* **EXERCISE OBJECTIVE**: As the answer, give a copy of each line below that includes the word "person".

* **MATERIAL FOR THIS TASK**:
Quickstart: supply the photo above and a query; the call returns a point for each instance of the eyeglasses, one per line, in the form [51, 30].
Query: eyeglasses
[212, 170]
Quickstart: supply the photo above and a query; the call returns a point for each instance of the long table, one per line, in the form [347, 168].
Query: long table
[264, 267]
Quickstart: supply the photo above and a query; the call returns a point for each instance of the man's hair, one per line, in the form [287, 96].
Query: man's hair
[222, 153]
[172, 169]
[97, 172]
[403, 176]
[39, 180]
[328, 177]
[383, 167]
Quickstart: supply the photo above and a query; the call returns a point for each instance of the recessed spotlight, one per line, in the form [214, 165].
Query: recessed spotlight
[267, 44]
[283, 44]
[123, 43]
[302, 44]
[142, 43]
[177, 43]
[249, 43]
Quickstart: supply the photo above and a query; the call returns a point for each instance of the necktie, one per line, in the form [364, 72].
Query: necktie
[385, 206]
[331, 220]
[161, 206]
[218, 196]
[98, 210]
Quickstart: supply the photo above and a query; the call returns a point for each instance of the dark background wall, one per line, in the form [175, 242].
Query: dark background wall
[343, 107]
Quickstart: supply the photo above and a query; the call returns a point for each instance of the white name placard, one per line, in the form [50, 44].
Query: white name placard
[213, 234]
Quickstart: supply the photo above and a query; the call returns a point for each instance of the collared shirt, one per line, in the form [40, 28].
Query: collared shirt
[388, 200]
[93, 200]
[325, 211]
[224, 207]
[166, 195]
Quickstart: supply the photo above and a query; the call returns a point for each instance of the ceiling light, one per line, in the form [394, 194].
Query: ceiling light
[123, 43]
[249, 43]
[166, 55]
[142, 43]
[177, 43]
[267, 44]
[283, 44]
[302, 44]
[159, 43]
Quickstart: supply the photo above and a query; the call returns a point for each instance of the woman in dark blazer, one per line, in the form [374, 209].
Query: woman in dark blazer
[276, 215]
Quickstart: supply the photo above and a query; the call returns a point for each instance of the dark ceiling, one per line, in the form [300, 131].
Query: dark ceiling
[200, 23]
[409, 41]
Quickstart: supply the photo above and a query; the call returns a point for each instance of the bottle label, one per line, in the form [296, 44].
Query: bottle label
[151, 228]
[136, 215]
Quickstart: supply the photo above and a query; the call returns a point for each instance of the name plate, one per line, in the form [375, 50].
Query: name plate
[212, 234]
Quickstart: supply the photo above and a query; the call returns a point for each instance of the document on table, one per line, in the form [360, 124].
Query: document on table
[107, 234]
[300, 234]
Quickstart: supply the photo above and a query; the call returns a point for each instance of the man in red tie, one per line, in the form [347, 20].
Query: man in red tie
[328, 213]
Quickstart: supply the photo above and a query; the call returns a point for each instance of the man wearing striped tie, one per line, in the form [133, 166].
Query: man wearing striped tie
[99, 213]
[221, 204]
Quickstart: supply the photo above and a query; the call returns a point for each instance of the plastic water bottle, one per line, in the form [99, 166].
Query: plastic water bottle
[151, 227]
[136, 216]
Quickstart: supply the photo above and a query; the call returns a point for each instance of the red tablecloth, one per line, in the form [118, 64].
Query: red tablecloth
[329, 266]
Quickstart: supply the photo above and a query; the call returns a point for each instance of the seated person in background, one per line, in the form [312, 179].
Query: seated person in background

* **ANSWER FOR THIS EXERCISE**:
Quickstart: supply the photo above and a query; the call returns a point for each instance of the seated person in background, one per line, in the form [312, 179].
Query: seated person in background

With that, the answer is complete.